▶ [EXERCISE PROMPT]:
Transcribe exactly, and only, the lines from the one with "57L33 75L31 84L56" through the end of the records below, including both of those lines. Skip all pictures.

▶ [THE RECORDS]:
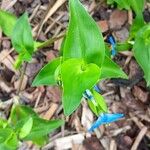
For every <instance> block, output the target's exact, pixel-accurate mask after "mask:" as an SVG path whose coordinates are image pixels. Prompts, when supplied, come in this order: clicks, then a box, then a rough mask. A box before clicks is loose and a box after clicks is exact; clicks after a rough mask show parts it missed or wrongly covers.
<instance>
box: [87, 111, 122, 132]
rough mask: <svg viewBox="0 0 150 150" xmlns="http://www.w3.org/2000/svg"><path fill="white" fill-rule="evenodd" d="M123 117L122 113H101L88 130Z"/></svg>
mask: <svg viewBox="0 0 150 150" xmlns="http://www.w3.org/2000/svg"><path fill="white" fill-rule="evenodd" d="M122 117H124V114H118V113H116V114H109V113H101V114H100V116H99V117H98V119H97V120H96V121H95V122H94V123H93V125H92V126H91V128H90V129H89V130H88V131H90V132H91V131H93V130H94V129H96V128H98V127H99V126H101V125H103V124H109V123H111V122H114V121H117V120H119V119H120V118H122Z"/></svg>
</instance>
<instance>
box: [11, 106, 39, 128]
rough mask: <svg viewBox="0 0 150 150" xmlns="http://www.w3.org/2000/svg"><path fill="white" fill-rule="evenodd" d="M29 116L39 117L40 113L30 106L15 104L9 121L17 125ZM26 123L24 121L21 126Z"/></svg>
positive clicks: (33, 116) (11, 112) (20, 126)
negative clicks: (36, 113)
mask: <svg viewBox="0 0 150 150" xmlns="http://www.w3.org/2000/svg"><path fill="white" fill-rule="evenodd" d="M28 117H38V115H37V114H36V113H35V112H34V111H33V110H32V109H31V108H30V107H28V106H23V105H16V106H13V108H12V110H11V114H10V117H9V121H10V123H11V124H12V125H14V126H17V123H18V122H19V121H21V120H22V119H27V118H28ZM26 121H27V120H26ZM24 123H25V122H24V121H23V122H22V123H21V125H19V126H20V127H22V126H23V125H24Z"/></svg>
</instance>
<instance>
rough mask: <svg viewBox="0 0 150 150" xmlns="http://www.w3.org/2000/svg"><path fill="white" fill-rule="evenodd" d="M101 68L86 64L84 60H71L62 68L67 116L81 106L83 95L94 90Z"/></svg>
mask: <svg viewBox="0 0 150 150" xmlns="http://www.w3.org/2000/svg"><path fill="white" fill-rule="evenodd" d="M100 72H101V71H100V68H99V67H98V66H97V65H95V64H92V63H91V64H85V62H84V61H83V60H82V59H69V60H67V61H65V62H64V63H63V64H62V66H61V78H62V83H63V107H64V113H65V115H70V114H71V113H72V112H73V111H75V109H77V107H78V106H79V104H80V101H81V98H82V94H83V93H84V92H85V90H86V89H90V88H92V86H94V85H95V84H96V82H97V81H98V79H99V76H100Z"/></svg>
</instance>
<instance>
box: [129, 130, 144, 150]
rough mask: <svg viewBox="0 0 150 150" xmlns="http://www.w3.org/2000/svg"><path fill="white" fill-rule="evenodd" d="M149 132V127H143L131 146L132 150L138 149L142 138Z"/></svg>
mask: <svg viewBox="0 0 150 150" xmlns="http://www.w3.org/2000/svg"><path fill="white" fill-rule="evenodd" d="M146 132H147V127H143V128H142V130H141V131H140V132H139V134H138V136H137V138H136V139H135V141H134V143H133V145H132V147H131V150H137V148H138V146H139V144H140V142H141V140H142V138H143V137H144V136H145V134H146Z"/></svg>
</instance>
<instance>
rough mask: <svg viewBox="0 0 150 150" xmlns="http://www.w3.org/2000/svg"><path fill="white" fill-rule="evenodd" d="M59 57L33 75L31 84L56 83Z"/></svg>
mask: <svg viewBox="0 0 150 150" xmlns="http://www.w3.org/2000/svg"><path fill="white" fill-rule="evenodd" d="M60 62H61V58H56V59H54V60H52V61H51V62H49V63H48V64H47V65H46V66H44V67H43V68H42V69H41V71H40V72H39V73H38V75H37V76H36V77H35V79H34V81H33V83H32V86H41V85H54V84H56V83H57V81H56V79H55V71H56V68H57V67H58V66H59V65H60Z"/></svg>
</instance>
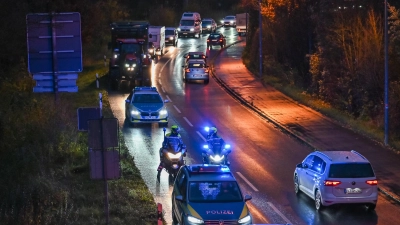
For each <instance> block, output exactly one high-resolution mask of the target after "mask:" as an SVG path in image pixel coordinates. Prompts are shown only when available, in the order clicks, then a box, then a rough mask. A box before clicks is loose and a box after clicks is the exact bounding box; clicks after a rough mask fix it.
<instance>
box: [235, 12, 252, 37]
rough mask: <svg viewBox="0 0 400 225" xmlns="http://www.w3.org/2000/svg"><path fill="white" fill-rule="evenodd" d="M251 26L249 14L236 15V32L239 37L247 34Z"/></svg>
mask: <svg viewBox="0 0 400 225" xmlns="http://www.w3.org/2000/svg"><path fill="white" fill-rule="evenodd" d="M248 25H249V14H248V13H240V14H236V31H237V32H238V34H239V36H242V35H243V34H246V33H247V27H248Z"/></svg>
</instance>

▶ [REPLY]:
rough mask: <svg viewBox="0 0 150 150" xmlns="http://www.w3.org/2000/svg"><path fill="white" fill-rule="evenodd" d="M59 57L33 75L31 84L56 83Z"/></svg>
mask: <svg viewBox="0 0 150 150" xmlns="http://www.w3.org/2000/svg"><path fill="white" fill-rule="evenodd" d="M60 62H61V58H56V59H54V60H52V61H51V62H49V63H48V64H47V65H46V66H44V67H43V68H42V69H41V71H40V72H39V73H38V75H37V76H36V77H35V79H34V81H33V83H32V86H41V85H54V84H56V83H57V81H56V79H55V71H56V68H57V67H58V66H59V65H60Z"/></svg>
</instance>
For each <instance> block, output exactly one high-resolution mask of the target after "mask:" as an SVG path in image pixel coordinates. Prompts are shown only when available, in the order clicks, then a box, then a rough mask. A box before clicks is loose and a box after clicks is the exact bounding box; clicks after a rough mask fix it.
<instance>
box: [235, 12, 252, 37]
rough mask: <svg viewBox="0 0 400 225" xmlns="http://www.w3.org/2000/svg"><path fill="white" fill-rule="evenodd" d="M251 26L249 14L236 15V32L239 37L247 34Z"/></svg>
mask: <svg viewBox="0 0 400 225" xmlns="http://www.w3.org/2000/svg"><path fill="white" fill-rule="evenodd" d="M248 25H249V14H248V13H240V14H236V31H237V32H238V34H239V36H242V35H243V34H246V33H247V27H248Z"/></svg>
</instance>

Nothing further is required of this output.